Document extract:
Tuesday 18th March 2014

So far, the breeding season appears to have kicked off with a bang. We have a list of breeders as long as your arm. These are basically female owls which have, (presumably), gone out of sight in their nest boxes to lay eggs. We have a confirmed hatching at present, in the form of Mackinder’s Eagle Owls down in the Breeding Ground. Our pair; ‘Bert & Betty’ have hatched their clutch of eggs over the weekend. When I went to feed them on Friday and Saturday, Betty came straight down for food, and then went back up to the nest box. Aha! Thinks I, something appears to be happening there! On Sunday, the keepers confirmed my suspicion by actually hearing owlet calls from the box. Betty is at her offensive best at the moment, attacking me every opportunity she gets!

Direction 1:
According to the owl breeding diary entry, how did the keepers confirm that the Mackinder's Eagle Owls had hatched?
Direction 2:
Pick up the owl breeding diary entry after its last sentence and continue it.

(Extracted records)
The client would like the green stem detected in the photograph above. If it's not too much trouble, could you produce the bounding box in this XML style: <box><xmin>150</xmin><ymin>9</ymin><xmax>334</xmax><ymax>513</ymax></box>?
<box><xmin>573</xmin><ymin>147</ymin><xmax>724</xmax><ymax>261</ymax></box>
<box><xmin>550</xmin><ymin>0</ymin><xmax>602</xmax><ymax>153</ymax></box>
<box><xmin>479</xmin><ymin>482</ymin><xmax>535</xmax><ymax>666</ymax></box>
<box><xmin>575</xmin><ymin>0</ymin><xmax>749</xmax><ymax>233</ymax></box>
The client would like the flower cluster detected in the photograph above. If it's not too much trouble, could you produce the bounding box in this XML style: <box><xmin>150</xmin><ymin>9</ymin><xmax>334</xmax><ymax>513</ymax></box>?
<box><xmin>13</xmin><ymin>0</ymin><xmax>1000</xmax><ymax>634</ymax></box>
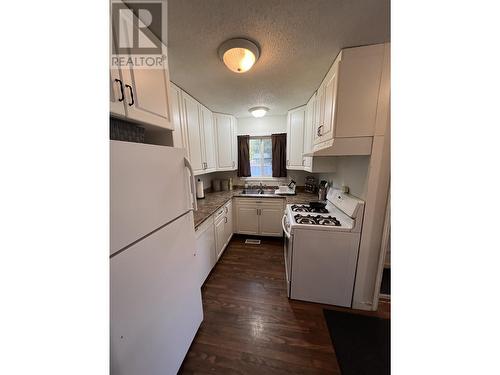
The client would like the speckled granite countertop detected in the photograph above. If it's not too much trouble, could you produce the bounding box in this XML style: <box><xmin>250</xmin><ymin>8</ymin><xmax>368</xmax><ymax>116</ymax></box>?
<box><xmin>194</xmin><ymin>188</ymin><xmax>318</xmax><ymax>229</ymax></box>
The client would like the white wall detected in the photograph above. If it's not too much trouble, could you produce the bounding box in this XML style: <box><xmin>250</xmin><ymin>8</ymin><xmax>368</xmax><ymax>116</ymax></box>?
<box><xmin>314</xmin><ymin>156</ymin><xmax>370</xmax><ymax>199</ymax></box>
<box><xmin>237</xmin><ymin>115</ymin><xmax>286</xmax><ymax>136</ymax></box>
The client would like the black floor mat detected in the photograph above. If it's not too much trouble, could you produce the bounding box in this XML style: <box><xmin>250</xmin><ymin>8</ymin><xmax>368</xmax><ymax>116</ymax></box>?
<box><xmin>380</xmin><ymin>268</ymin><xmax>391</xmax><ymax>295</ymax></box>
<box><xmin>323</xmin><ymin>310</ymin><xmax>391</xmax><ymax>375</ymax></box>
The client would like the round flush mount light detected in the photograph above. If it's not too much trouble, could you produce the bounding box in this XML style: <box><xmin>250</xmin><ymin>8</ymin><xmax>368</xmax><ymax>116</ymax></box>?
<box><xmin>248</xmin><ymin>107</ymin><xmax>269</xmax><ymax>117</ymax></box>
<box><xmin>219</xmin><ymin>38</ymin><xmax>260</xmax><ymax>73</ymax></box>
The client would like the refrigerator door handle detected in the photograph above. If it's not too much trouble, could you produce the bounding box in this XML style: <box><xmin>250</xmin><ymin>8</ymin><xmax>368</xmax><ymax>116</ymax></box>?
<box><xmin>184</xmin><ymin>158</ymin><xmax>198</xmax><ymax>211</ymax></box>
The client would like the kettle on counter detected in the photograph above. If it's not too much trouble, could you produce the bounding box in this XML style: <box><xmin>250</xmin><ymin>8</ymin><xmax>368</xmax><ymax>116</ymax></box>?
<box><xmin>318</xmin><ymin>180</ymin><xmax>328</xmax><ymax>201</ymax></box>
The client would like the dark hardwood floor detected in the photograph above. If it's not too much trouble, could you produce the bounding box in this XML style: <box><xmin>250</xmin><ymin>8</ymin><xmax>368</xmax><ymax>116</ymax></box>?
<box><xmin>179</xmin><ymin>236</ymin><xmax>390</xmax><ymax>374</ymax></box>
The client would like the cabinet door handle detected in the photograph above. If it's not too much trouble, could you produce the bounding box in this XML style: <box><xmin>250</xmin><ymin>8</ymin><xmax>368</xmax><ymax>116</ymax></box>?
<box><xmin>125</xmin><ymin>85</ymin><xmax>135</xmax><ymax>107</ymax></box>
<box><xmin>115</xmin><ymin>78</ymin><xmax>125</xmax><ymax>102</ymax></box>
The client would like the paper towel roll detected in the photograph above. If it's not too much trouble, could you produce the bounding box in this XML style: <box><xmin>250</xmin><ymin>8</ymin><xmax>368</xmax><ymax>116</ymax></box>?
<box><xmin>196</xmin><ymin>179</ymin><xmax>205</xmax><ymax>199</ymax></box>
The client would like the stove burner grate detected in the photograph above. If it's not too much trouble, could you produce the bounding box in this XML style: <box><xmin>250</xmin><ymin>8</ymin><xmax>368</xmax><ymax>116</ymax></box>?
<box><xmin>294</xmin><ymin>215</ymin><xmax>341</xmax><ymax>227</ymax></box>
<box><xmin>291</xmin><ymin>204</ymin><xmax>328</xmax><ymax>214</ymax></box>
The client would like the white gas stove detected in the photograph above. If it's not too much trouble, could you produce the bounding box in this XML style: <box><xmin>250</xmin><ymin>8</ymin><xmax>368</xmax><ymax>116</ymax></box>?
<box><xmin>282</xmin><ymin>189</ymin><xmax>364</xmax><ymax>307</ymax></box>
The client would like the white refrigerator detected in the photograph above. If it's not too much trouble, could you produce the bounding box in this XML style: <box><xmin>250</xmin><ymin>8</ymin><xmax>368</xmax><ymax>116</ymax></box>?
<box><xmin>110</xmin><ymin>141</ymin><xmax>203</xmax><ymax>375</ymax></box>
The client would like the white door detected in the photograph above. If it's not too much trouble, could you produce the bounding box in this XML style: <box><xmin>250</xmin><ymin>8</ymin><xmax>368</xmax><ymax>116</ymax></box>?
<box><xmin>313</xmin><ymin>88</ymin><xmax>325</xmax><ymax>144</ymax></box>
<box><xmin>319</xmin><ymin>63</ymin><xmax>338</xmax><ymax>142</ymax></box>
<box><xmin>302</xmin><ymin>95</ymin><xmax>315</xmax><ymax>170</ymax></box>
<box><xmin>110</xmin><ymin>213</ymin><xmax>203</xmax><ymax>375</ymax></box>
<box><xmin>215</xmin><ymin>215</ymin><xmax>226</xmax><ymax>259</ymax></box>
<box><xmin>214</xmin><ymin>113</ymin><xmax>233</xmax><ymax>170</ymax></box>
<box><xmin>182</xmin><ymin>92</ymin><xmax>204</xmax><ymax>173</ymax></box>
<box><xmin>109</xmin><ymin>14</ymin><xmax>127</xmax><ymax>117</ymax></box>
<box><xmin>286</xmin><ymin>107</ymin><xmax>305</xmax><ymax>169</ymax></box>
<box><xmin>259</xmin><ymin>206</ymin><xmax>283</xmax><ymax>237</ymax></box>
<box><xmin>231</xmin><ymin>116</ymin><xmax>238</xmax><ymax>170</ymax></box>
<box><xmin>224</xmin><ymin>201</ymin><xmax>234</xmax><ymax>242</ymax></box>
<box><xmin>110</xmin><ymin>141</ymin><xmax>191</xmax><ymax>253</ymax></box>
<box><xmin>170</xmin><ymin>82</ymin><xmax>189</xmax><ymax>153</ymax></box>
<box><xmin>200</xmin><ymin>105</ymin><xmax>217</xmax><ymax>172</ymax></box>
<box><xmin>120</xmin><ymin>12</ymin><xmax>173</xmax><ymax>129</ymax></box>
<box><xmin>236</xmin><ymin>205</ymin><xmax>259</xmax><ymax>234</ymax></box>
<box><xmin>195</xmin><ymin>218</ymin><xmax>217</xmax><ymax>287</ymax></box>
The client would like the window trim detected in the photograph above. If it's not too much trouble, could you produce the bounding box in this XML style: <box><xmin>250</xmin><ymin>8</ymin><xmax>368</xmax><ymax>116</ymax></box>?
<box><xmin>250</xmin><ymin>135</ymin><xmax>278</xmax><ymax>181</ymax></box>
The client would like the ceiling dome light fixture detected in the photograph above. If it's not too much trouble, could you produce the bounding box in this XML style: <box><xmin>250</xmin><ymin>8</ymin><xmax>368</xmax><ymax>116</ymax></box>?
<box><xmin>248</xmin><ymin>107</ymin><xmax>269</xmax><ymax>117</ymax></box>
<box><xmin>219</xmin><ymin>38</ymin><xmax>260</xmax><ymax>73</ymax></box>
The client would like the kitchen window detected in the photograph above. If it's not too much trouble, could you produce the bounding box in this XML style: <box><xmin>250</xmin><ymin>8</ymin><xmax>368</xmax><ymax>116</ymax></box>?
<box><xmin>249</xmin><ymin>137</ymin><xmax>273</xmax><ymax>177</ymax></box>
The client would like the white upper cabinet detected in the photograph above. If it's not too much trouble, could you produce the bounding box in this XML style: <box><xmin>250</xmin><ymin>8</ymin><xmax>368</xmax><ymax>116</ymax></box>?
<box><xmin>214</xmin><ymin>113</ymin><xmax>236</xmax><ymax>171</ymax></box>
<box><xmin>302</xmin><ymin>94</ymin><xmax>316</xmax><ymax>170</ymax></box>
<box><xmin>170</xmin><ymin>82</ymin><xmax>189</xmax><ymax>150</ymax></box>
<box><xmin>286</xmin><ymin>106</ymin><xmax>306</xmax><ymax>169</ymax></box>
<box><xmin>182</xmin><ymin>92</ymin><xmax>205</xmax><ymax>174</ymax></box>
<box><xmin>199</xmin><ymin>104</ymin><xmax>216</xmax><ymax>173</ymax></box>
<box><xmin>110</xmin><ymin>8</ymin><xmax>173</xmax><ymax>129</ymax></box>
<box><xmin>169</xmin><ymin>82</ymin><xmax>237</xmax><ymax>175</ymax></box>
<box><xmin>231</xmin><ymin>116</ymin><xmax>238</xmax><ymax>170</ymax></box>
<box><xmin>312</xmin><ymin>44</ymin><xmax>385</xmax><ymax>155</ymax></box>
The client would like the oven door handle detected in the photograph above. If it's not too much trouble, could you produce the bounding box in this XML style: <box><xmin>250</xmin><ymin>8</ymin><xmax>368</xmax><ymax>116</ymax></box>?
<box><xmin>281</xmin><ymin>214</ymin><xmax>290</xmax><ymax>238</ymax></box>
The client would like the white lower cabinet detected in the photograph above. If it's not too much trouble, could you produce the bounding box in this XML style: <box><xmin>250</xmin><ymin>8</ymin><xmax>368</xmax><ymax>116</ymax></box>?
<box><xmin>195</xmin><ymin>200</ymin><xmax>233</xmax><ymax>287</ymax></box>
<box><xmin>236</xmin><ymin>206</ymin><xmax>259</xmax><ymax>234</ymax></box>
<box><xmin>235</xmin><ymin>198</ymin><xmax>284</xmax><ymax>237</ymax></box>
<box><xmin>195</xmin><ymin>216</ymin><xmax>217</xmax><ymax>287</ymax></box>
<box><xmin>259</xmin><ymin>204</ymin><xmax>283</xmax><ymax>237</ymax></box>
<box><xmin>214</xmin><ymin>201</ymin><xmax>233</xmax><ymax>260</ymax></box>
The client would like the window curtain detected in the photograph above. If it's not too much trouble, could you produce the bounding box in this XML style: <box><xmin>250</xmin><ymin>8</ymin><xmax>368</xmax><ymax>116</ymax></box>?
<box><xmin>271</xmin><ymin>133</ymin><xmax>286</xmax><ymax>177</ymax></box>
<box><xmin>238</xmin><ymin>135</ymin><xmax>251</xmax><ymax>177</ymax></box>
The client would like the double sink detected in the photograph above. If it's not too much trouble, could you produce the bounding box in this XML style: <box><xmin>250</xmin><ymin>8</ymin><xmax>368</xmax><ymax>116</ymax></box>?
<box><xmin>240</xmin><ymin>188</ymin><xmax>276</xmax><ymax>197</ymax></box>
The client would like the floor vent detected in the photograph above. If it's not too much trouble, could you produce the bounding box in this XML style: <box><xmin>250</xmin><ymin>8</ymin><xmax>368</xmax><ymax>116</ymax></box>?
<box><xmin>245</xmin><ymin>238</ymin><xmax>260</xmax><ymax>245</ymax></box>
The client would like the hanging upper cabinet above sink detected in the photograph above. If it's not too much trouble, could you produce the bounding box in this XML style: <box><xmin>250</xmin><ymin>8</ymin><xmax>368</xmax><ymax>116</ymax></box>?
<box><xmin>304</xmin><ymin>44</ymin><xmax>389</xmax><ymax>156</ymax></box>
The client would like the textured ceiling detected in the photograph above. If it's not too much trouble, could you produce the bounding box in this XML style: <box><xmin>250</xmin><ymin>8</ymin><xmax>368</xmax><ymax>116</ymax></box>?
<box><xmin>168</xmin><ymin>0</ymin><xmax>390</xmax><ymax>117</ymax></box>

Task result 1:
On Sunday they heard owlet calls coming from the nest box.

Task result 2:
Peter the Great Horned Owl isn’t faring quite as well though. You may remember the mishap to his aviary last summer, when that massive branch fell through the roof. Both Peter and ‘Kath’ had to be relocated to the old Quarantine unit while extensive repairs were carried out. All had been well up till that point. Peter and Kath were getting along fine, even in the rather closer confines of the quarantine unit. Then we moved them back into their home again, and WHAM!! Kath suddenly took against him! We kept an eye on things, hoping things would improve. Peter has always been a very aggressive bird with the keepers. I still have the scars to prove it! On one occasion after moving back to his aviary, he attacked one of the keepers, and mid attack, he was himself attacked by Kath. It almost appears like poetic justice, but she wouldn’t even let him eat! We decided that enough was enough, and on Saturday Peter was taken out of the aviary, and moved to the quarantine unit. He was thin, but otherwise none the worse for wear. We shall have to see what transpires. Maybe this little problem will resolve itself when the collection has been relocated elsewhere.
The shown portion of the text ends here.